== What you have to do ==
Reproduce the stretch of the entries from the line containing "In the photo above, where can the pale" through the end of the entries, both ends included, raising every coordinate value in the answers by 51.

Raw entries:
--------------------
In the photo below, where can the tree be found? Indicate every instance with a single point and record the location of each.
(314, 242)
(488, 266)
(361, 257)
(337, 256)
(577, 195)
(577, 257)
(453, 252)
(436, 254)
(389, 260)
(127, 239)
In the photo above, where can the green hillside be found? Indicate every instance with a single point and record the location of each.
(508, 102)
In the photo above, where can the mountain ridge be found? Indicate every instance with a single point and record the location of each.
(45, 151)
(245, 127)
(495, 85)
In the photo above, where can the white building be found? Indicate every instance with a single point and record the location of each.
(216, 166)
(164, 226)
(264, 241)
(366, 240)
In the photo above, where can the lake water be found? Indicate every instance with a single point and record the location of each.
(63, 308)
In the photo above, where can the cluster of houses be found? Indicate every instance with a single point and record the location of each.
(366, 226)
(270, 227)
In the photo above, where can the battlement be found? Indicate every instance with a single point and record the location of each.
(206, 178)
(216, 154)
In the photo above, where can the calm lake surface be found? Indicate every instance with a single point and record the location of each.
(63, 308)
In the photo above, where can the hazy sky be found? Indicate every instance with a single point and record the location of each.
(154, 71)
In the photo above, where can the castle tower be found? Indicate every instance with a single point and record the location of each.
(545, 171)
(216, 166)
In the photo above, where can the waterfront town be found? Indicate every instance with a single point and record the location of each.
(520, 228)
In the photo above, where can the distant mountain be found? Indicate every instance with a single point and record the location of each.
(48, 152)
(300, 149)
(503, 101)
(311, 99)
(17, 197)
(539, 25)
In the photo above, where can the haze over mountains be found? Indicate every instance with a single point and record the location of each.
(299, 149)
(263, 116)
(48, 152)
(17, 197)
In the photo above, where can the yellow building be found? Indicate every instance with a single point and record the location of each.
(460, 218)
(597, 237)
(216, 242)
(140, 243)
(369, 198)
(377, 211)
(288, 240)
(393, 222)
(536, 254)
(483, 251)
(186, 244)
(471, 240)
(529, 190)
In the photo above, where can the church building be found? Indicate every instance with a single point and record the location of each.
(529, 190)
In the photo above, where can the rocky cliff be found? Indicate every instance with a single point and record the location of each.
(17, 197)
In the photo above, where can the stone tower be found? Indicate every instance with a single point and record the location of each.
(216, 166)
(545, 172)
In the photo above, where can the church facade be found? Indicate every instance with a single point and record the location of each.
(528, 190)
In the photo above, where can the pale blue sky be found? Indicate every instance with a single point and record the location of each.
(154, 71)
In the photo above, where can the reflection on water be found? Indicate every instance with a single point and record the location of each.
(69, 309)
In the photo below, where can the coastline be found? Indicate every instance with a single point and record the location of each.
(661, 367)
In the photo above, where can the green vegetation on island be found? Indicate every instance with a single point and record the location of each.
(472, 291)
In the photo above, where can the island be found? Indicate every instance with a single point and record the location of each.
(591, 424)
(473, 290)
--------------------
== Final answer ==
In the photo above, where can the pale blue sky be found? Indicate every instance with a single point and record the location of each.
(205, 122)
In the photo above, where can the reflection on water be found? Indicate every instance with a single point and record the location of each.
(120, 360)
In the photo below, where can the coastline be found? Indicate every instance with a single point and record the location of each.
(712, 418)
In the photo above, where can the green vegetation on island be found? Indicate every instance with a single point and record the location of each.
(523, 342)
In the photo above, where can the island be found? Indicate every instance with a single point and record the location of each.
(642, 475)
(524, 341)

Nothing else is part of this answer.